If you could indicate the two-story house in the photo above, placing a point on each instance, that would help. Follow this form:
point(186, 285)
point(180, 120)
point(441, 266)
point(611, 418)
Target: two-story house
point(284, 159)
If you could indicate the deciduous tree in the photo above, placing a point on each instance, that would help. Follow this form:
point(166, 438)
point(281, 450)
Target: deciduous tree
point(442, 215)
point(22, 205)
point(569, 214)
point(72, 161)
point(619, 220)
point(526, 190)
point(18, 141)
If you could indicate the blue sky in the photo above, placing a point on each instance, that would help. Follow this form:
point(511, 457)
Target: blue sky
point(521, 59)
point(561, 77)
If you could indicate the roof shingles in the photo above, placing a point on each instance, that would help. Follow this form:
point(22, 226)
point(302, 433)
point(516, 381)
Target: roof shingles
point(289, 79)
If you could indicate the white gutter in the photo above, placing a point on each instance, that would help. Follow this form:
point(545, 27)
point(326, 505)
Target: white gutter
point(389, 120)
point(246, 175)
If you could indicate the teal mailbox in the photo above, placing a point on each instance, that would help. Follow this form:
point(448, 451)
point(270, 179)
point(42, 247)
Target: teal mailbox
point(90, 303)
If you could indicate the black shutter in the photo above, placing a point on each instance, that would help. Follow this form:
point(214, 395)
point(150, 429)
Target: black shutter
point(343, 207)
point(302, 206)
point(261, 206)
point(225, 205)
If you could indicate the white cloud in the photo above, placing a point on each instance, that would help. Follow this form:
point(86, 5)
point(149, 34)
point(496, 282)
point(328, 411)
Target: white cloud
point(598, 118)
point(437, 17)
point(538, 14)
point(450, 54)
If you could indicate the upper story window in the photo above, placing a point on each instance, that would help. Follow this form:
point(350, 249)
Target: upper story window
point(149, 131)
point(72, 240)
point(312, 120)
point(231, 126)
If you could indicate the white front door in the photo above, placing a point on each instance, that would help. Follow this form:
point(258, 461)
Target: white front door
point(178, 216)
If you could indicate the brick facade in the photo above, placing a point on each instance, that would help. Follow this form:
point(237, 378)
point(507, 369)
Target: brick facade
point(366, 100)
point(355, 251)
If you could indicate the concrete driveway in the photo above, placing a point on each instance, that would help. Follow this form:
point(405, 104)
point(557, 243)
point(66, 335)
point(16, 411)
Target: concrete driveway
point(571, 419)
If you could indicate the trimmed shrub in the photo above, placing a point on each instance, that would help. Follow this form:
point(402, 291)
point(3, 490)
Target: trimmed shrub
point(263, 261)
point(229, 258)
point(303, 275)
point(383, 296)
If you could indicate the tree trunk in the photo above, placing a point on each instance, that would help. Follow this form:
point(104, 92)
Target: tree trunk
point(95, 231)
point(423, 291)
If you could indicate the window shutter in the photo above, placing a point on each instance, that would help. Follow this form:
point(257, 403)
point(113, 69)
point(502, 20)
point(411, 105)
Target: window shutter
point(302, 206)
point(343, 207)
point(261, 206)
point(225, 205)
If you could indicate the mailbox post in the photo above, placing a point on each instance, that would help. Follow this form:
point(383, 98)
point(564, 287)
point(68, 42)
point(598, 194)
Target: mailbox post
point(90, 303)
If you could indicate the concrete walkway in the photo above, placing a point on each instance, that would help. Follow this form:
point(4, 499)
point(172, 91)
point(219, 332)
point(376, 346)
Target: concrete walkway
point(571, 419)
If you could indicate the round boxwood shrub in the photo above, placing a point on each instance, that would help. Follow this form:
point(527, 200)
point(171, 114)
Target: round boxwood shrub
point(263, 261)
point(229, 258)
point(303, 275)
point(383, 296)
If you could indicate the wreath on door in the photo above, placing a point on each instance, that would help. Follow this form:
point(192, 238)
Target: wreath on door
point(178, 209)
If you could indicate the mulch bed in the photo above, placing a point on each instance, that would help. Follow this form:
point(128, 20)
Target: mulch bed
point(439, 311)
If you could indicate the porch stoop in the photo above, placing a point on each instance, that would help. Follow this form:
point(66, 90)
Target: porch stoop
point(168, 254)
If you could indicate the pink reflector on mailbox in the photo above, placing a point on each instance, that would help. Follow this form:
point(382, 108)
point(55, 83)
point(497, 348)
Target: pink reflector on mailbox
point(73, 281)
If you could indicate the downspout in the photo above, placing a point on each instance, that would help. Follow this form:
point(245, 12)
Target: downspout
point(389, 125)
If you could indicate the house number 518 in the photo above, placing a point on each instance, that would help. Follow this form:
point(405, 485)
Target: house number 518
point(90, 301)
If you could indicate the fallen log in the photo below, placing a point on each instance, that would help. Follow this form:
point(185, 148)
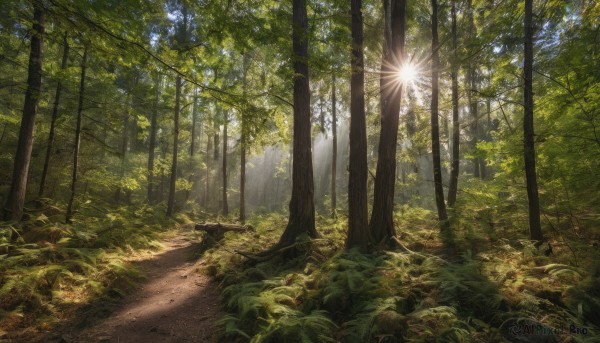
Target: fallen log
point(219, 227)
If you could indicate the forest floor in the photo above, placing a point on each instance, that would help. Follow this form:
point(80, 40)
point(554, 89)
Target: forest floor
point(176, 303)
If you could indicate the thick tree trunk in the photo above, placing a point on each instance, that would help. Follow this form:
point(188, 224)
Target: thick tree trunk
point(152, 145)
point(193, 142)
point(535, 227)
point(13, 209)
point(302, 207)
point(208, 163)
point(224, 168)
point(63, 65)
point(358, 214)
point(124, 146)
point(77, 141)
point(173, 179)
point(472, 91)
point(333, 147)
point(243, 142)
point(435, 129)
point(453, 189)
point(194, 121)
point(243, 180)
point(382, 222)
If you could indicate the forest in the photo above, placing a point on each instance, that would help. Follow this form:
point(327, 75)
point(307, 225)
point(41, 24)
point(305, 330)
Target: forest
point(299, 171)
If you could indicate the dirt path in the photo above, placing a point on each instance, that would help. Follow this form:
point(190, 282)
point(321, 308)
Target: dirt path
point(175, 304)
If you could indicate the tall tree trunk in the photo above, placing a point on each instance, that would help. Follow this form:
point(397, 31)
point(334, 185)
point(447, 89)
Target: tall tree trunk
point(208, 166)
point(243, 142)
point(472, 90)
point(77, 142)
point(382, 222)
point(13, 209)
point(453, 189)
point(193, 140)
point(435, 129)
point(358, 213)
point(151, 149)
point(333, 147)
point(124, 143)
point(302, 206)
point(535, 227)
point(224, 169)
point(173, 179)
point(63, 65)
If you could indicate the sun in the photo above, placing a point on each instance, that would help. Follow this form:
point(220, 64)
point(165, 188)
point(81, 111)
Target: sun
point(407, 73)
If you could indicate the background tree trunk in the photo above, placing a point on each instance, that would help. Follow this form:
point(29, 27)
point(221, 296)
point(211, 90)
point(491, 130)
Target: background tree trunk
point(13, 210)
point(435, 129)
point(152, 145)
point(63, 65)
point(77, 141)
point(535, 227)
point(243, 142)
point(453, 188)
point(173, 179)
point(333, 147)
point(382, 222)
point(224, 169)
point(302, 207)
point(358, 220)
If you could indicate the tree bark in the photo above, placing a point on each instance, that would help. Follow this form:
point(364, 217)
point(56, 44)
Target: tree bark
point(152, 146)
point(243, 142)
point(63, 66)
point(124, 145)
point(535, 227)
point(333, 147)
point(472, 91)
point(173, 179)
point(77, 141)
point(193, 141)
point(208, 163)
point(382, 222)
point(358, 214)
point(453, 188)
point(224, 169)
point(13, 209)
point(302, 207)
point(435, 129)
####
Please retype all of the data above word for word, leaving out the pictures.

§ Answer to this task:
If you could indicate the two-story house in the photo above, placing a point on each instance, that would help. Follow this form:
point(186, 285)
point(180, 120)
point(441, 266)
point(611, 418)
Target: two-story house
point(284, 159)
If you could indicate the deciduous tree in the photo above, placing a point on each instance, that would help. Follow this form:
point(166, 438)
point(281, 450)
Target: deciduous tree
point(442, 215)
point(22, 205)
point(569, 214)
point(72, 161)
point(619, 220)
point(526, 190)
point(18, 141)
If you could indicate the blue sky in the photo above, placing a point on each instance, that would help. Follow this form:
point(511, 457)
Target: blue sky
point(521, 59)
point(561, 77)
If you could indicate the roof shingles in the photo above, placing a point on each instance, that would help. Follow this form:
point(22, 226)
point(302, 433)
point(516, 381)
Target: roof shingles
point(289, 79)
If you could indicate the white gutter in the photo above, placing a point on each instance, that would help. Follow this form:
point(545, 27)
point(326, 505)
Target: white gutter
point(389, 120)
point(246, 175)
If you could indicate the teal mailbox in the photo above, placing a point on each instance, that would help. Follow this form:
point(448, 451)
point(270, 179)
point(42, 247)
Target: teal mailbox
point(90, 303)
If you could indicate the black shutter in the photo above, placing a point on each instance, that would help. Follow this form:
point(214, 395)
point(150, 429)
Target: black shutter
point(343, 207)
point(302, 206)
point(261, 206)
point(225, 205)
If you could indicate the white cloud in the photo above, placing a point on each instance, that would help. Follow this form:
point(86, 5)
point(149, 34)
point(496, 282)
point(328, 411)
Target: white cloud
point(598, 118)
point(437, 17)
point(538, 14)
point(450, 54)
If you could indicate the upper story window in the photo above, placing a point on each instance, that would help. Follow this form:
point(350, 249)
Target: upper story window
point(149, 131)
point(72, 240)
point(312, 120)
point(231, 126)
If you could indicate the white front door in the photo above, placing a point on each instance, that would help. Follow this form:
point(258, 461)
Target: white front door
point(178, 216)
If you could indicate the brick facade in the photo above, placing a point on each instance, that would help. Follow this form:
point(237, 378)
point(507, 369)
Target: brick facade
point(366, 100)
point(355, 251)
If you could indicate the concrete driveway in the photo above, placing a point on each instance, that would help. Follow this form:
point(405, 104)
point(557, 243)
point(66, 335)
point(16, 411)
Target: concrete driveway
point(571, 419)
If you could indicate the trimmed shrub in the photo above, placing a point on each instance, that would help. Follow this form:
point(402, 291)
point(3, 490)
Target: trimmed shrub
point(263, 261)
point(229, 258)
point(303, 275)
point(383, 296)
If you could indicate the tree trunk in the photo above, placing a point on each instance, that would help. Follow this form:
point(104, 92)
Target: tree trunk
point(95, 231)
point(423, 291)
If you could indicate the window shutter in the photo above, placing a point on each instance, that would help. Follow this form:
point(257, 403)
point(113, 69)
point(502, 20)
point(411, 105)
Target: window shutter
point(302, 206)
point(343, 207)
point(261, 206)
point(225, 205)
If you could indicate the mailbox post in the photo above, placing a point on each instance, that would help. Follow this form:
point(383, 98)
point(564, 287)
point(68, 42)
point(598, 194)
Target: mailbox post
point(90, 303)
If you could indicate the concrete walkway in the photo above, placing a point on each instance, that would help. Follow this form:
point(4, 499)
point(172, 91)
point(219, 332)
point(376, 346)
Target: concrete walkway
point(571, 419)
If you could indicate the round boxwood shrub in the photo above, placing a point on each instance, that would help. Follow this form:
point(527, 200)
point(171, 114)
Target: round boxwood shrub
point(263, 261)
point(229, 258)
point(303, 275)
point(383, 296)
If you could indicate the wreath on door in the photo above, placing a point on each instance, that would help. Follow this form:
point(192, 238)
Target: wreath on door
point(178, 209)
If you could indicate the mulch bed in the photo above, placing a point on each instance, that would help. Follow this form:
point(128, 20)
Target: mulch bed
point(439, 311)
If you could indicate the porch stoop in the photo above, placing a point on each instance, that would help. Follow this form:
point(66, 90)
Target: porch stoop
point(168, 254)
If you could indicate the pink reflector on mailbox in the photo above, placing a point on each instance, that would help. Follow this form:
point(382, 108)
point(55, 83)
point(497, 348)
Target: pink reflector on mailbox
point(73, 281)
If you could indicate the downspout in the photo above, placing a point on each instance, that would help. Follow this form:
point(245, 12)
Target: downspout
point(389, 125)
If you could indicate the house number 518 in the photo above, placing a point on each instance, that would help. Follow this form:
point(405, 485)
Target: house number 518
point(90, 301)
If you could indicate the fallen log in the photo below, placing a point on each instance, that would help. Follow this form:
point(185, 148)
Target: fallen log
point(219, 227)
If you could indicate the forest floor in the photo above, placing a point on each instance, that would help. Follow this form:
point(80, 40)
point(554, 89)
Target: forest floor
point(176, 303)
If you could indicate the thick tree trunk in the photo above, placing a point on each instance, that would help. Follow this form:
point(188, 224)
Target: thick tree trunk
point(152, 145)
point(193, 142)
point(535, 227)
point(13, 209)
point(302, 207)
point(208, 163)
point(224, 168)
point(63, 65)
point(358, 214)
point(124, 146)
point(77, 141)
point(173, 179)
point(472, 91)
point(333, 147)
point(243, 142)
point(435, 129)
point(453, 189)
point(194, 121)
point(243, 180)
point(382, 222)
If you could indicate the forest in the photo above, placing a point on each instance, that would help. Follow this form:
point(327, 75)
point(307, 225)
point(41, 24)
point(305, 330)
Target: forest
point(299, 171)
If you could indicate the dirt path in the photo above, placing a point on each instance, that would help. Follow this form:
point(190, 282)
point(321, 308)
Target: dirt path
point(175, 304)
If you could indicate the tall tree trunk in the photo above, placing a point on each instance, that would help. Follow this form:
point(397, 31)
point(334, 185)
point(447, 89)
Target: tall tree trunk
point(208, 166)
point(243, 142)
point(472, 90)
point(77, 142)
point(382, 222)
point(13, 209)
point(453, 189)
point(193, 140)
point(435, 129)
point(358, 213)
point(151, 149)
point(333, 147)
point(124, 143)
point(302, 206)
point(535, 227)
point(224, 169)
point(173, 179)
point(63, 65)
If you could indicate the sun in the photo above, placing a point on each instance, that would help. Follow this form:
point(220, 64)
point(165, 188)
point(81, 111)
Target: sun
point(407, 73)
If you could indicate the background tree trunk in the photo above, placing a point on each instance, that would help. Follow this form:
point(29, 27)
point(221, 296)
point(211, 90)
point(491, 130)
Target: background tree trunk
point(13, 210)
point(435, 129)
point(152, 145)
point(63, 65)
point(77, 141)
point(535, 227)
point(243, 142)
point(453, 188)
point(173, 179)
point(333, 147)
point(382, 222)
point(224, 169)
point(302, 207)
point(358, 220)
If you could indicate the tree bark in the photo above, placing a point on each instance, that would help. Follow this form:
point(364, 217)
point(56, 44)
Target: tree bark
point(152, 146)
point(243, 142)
point(63, 66)
point(124, 145)
point(535, 227)
point(333, 147)
point(472, 91)
point(173, 179)
point(77, 141)
point(193, 141)
point(208, 163)
point(382, 222)
point(358, 214)
point(453, 188)
point(224, 169)
point(13, 209)
point(302, 207)
point(435, 129)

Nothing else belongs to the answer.